*** Input data ***
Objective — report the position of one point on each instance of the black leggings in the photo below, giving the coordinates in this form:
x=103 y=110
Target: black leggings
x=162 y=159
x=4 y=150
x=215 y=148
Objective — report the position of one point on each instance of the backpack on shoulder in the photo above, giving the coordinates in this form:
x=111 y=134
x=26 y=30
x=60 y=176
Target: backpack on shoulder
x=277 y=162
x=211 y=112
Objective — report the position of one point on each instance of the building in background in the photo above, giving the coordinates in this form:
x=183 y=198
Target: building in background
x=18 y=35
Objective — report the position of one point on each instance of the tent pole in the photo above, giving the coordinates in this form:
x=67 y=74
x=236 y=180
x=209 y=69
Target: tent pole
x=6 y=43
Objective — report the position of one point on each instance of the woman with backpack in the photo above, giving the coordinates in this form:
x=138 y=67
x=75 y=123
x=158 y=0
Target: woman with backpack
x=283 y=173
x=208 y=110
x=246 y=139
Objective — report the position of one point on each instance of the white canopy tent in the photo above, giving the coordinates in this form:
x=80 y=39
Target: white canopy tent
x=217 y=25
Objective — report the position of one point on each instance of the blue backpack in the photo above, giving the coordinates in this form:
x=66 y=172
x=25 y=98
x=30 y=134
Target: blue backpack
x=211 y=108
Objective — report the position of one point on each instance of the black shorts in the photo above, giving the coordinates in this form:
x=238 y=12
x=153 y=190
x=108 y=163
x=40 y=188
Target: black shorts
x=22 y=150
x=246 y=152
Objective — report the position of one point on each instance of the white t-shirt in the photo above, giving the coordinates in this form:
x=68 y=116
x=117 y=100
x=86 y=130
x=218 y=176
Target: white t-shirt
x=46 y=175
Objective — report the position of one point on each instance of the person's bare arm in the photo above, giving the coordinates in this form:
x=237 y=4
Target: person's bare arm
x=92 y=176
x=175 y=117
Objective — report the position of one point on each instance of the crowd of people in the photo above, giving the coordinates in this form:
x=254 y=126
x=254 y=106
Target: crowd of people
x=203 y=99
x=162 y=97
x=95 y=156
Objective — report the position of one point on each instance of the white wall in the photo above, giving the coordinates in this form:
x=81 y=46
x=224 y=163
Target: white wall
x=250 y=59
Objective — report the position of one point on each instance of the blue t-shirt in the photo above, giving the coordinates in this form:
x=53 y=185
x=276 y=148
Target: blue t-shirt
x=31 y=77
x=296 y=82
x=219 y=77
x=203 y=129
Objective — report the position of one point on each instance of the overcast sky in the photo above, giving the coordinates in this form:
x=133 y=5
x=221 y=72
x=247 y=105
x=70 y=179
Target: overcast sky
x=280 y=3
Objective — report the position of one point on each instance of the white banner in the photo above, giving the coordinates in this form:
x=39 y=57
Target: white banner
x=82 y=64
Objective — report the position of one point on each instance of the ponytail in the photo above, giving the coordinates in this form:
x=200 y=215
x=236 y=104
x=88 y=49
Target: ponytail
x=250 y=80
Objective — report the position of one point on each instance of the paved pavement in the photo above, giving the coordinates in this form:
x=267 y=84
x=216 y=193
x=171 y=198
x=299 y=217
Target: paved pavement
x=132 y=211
***
*** Input data ***
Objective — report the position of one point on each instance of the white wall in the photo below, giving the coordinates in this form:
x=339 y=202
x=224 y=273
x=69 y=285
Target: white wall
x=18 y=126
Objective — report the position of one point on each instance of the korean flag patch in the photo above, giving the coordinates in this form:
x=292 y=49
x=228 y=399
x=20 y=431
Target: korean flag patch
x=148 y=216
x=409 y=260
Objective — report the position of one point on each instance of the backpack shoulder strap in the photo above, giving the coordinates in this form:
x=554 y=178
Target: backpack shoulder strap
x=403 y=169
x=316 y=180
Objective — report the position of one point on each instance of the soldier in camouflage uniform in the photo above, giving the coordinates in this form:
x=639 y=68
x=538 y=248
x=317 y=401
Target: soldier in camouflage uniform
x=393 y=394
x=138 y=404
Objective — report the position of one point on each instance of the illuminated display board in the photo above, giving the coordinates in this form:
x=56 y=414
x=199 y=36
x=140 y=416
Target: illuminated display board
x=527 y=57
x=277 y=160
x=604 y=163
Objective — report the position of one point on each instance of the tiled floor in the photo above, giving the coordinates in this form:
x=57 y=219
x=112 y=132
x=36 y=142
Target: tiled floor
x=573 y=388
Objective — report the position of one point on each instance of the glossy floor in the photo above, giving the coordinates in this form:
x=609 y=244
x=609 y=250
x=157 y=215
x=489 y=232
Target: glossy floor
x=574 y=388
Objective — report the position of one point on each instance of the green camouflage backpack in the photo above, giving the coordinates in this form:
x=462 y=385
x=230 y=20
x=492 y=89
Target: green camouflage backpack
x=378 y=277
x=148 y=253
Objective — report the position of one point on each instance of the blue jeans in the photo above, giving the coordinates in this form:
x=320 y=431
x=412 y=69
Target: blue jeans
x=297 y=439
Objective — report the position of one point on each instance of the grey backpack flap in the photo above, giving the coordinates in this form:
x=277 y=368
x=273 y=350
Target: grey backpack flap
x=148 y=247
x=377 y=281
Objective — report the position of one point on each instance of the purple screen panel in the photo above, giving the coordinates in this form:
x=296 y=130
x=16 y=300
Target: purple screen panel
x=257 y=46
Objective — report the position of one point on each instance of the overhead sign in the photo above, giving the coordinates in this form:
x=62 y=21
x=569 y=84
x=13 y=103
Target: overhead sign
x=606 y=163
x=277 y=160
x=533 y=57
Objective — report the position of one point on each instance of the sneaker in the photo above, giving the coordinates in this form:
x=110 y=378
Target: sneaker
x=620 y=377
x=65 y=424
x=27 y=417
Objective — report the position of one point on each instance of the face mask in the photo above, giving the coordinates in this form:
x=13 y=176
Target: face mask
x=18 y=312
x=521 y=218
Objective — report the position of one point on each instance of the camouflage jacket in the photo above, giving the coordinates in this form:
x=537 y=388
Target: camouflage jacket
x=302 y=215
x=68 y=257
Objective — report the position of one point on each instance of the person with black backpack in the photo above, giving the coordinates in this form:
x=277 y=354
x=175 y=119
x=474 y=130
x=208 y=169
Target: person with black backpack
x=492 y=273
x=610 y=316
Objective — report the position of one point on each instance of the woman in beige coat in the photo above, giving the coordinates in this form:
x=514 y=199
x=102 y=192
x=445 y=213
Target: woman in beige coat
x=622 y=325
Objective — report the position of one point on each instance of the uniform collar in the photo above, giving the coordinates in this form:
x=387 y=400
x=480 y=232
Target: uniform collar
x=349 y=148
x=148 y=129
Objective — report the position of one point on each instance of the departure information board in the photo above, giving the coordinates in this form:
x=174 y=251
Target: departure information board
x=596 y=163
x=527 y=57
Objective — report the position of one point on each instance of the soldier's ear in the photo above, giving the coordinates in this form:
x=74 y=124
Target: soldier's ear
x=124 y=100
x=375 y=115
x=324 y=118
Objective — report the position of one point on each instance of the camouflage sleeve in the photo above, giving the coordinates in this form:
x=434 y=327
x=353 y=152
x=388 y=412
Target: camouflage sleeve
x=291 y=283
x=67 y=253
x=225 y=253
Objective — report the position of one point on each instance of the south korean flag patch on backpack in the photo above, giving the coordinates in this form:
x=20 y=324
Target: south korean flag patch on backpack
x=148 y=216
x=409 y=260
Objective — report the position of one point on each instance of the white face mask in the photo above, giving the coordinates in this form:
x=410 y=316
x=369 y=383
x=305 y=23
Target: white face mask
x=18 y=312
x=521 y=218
***
How to complete this task: Every line above with the word "below" is to be copied out.

Task result:
Objective — report the position of one point on each instance of the black leggings in the photo below, giving the coordinates in this form:
Objective — report the position of one point on each instance of the white wall in the photo below, giving the coordinates in this form:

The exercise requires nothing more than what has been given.